begin Data provided
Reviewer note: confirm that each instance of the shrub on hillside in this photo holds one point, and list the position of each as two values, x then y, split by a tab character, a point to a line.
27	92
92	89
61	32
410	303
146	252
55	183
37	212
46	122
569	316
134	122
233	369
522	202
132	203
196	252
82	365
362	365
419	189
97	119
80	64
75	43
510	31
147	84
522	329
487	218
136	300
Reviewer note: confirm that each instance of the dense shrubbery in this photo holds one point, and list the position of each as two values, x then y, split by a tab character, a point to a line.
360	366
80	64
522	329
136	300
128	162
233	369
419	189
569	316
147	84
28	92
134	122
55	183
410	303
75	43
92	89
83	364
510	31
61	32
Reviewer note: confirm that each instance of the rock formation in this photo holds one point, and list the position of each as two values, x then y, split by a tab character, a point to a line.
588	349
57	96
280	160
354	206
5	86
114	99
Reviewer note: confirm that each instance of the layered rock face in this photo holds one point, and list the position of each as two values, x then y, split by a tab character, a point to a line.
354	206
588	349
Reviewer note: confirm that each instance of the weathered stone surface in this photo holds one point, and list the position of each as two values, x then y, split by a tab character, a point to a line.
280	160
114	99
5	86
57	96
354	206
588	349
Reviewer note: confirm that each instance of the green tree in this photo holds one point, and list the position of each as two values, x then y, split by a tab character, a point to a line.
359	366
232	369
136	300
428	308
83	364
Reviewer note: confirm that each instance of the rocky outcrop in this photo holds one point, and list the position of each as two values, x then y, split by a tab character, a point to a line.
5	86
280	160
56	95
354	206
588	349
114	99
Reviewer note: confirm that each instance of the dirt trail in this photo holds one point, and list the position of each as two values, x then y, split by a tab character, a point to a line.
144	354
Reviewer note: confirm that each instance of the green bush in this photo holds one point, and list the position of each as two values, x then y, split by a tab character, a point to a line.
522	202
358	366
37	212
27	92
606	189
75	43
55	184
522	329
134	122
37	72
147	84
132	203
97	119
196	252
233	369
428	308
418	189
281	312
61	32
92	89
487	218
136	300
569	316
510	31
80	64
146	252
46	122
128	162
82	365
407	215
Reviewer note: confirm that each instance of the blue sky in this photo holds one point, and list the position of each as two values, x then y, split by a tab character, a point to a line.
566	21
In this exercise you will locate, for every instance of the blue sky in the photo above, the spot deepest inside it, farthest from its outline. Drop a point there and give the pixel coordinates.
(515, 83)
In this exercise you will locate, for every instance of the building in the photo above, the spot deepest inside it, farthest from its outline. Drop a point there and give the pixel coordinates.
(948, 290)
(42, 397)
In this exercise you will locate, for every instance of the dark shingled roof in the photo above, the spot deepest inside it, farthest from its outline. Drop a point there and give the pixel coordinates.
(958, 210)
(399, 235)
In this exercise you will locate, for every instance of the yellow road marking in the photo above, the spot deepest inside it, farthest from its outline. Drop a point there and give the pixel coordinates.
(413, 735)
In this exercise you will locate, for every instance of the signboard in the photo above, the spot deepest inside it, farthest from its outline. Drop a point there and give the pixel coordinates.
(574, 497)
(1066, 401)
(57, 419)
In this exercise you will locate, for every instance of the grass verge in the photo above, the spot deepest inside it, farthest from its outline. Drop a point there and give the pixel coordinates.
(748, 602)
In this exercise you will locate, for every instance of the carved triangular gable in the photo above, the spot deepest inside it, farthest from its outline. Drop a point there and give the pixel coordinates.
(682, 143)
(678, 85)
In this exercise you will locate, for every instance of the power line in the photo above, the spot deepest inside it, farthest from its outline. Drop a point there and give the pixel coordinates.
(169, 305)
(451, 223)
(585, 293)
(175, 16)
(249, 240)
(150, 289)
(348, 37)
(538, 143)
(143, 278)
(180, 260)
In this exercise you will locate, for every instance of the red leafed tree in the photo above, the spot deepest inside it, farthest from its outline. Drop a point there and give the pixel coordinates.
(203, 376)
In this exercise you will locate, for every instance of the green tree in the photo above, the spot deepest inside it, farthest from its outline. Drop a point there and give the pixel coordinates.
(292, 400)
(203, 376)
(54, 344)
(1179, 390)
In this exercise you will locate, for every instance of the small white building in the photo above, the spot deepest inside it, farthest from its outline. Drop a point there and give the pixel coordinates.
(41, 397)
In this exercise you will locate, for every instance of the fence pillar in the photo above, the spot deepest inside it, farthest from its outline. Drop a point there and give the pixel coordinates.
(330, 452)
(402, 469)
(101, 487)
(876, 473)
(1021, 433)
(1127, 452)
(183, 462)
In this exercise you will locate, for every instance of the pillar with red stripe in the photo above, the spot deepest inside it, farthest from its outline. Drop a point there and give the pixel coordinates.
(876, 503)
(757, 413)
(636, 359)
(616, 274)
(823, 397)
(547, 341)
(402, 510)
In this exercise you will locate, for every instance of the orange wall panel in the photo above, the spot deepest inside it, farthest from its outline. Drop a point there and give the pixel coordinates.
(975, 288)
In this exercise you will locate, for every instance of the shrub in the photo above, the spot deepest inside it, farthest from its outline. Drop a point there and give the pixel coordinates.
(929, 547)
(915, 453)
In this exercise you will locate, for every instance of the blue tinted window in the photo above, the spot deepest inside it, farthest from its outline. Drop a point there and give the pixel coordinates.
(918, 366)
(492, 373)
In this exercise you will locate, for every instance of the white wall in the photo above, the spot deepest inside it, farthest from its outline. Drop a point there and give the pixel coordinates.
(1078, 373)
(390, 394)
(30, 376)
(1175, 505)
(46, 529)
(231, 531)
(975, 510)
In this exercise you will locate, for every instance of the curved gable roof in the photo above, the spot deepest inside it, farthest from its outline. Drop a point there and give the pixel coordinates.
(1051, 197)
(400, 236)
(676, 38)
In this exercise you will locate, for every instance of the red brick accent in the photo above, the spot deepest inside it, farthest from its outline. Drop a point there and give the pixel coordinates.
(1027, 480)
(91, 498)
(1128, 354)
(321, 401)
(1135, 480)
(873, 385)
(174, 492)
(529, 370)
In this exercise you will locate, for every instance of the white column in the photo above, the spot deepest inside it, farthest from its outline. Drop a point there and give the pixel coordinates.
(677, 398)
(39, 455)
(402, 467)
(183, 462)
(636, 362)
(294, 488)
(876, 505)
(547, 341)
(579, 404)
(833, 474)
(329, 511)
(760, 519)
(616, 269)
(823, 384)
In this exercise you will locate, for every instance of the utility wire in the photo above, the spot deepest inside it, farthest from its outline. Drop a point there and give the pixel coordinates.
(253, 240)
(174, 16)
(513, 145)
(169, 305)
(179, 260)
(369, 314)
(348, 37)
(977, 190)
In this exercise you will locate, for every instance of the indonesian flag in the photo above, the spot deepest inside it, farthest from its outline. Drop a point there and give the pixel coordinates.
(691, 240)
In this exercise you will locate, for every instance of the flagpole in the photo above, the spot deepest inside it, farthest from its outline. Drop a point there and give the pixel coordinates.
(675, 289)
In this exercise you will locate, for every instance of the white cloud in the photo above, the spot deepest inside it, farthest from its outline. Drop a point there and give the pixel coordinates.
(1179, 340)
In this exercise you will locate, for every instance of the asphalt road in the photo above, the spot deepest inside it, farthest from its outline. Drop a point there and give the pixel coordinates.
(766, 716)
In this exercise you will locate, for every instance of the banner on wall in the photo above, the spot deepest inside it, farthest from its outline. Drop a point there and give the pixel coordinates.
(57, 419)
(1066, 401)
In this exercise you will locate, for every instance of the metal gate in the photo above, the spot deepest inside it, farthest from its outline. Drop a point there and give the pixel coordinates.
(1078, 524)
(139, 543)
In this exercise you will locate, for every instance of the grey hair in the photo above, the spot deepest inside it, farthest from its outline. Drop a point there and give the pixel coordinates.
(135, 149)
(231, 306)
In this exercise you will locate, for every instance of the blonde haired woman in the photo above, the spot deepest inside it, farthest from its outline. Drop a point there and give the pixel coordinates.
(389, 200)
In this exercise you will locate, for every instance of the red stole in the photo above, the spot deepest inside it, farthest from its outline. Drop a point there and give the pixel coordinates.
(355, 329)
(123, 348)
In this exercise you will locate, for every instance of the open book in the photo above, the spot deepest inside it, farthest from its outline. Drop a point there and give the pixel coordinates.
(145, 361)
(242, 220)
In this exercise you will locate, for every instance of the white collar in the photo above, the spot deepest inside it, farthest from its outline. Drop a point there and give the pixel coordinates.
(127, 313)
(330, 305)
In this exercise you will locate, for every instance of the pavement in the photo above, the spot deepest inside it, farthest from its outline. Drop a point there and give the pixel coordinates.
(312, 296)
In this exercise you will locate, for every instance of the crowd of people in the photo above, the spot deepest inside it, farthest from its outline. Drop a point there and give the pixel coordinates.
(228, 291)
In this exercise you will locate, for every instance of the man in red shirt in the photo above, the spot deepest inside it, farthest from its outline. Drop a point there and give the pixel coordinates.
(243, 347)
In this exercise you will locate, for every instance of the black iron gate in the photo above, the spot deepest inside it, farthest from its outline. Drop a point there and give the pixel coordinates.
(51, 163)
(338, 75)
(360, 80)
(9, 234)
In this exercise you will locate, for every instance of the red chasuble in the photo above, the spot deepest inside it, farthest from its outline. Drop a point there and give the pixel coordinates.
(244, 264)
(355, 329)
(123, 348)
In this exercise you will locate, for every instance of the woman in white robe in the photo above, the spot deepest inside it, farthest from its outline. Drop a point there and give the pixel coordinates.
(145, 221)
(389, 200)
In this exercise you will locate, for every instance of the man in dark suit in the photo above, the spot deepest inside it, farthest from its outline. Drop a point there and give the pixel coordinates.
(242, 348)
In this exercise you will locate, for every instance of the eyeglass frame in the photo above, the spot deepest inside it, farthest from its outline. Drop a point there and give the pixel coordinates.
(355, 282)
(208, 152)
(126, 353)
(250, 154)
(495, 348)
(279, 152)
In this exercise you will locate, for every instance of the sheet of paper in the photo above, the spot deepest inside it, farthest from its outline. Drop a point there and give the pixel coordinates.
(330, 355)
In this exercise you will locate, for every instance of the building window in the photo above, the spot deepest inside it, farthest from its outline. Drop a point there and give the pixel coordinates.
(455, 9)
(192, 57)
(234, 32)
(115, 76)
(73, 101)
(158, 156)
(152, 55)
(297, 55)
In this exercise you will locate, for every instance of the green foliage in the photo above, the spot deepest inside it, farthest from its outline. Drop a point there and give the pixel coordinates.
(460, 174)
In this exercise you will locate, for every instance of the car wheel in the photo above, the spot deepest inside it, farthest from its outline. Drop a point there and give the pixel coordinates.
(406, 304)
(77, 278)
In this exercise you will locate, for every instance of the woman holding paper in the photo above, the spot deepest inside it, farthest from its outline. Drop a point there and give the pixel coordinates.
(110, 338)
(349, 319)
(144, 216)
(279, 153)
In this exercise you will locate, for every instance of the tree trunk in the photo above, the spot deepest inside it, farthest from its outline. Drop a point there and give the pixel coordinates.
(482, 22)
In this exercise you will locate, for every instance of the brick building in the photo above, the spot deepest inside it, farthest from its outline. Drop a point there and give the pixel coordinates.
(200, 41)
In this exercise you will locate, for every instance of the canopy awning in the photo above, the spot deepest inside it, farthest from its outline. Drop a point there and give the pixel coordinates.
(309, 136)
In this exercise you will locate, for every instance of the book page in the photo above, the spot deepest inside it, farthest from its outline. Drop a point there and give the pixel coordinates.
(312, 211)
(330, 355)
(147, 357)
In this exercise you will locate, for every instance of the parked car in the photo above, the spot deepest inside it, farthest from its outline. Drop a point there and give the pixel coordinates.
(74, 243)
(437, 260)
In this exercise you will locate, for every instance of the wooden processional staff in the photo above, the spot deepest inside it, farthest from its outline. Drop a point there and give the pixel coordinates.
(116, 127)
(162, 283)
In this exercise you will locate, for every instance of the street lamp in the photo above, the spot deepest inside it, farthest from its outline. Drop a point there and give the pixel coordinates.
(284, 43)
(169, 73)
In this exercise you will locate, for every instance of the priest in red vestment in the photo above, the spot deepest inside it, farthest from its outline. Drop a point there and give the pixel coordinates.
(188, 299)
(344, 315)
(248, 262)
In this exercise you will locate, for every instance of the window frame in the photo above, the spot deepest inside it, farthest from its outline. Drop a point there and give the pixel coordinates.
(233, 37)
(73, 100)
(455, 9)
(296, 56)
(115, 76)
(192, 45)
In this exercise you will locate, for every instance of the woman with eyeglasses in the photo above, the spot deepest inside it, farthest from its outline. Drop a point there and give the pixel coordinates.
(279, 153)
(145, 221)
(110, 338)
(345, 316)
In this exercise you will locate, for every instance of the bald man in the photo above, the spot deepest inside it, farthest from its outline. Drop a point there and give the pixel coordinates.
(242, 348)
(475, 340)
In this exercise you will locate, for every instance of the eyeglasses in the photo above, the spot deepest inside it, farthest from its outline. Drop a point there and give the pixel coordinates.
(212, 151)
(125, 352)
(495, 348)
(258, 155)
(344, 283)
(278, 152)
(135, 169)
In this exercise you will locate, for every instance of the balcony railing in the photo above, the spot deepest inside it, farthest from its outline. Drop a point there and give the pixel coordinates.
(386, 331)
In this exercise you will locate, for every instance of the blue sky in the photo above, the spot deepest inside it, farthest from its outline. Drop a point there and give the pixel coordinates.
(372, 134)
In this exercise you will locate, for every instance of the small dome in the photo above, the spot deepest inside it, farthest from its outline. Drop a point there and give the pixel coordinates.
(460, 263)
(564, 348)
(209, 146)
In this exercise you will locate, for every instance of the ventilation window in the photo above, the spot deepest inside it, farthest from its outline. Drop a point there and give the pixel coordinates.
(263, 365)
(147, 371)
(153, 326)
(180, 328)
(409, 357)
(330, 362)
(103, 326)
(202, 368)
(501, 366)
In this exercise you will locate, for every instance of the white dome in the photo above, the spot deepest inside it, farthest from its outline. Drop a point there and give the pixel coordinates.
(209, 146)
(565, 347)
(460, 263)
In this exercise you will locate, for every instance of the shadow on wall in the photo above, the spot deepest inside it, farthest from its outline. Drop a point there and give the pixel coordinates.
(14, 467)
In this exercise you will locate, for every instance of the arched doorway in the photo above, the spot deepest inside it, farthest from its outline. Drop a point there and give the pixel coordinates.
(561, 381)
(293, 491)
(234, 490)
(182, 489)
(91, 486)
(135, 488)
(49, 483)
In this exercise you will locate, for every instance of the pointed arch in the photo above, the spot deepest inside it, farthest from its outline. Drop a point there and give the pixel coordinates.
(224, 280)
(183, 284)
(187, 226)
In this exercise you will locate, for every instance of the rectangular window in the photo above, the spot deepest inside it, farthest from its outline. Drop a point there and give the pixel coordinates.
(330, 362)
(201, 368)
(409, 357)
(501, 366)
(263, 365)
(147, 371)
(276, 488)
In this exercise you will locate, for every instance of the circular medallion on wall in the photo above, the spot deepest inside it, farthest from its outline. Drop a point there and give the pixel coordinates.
end Data provided
◆ What you have to do ◆
Would you give again, word for word, every line from the one with "of the pointed" through the final line of the listing above?

◆ Result of this exercise ◆
In this exercise you will locate, for every instance of the pointed arch in the photo above, the spot deepest inside it, farthest from its outline. Drop a point there and give the pixel coordinates.
(224, 280)
(183, 284)
(187, 226)
In this exercise you will locate, for every instance of the rectangular window in the photo above, the spot deepest inside it, farthest from its outline. Drop a point there and give the pixel coordinates.
(330, 362)
(201, 368)
(409, 357)
(501, 366)
(263, 365)
(147, 371)
(276, 488)
In this exercise you will locate, for every instance of the circular medallion on wall in the photo above, the spot deepest inside it, farthest from its outline. Drop a point there and give the pixel coordinates.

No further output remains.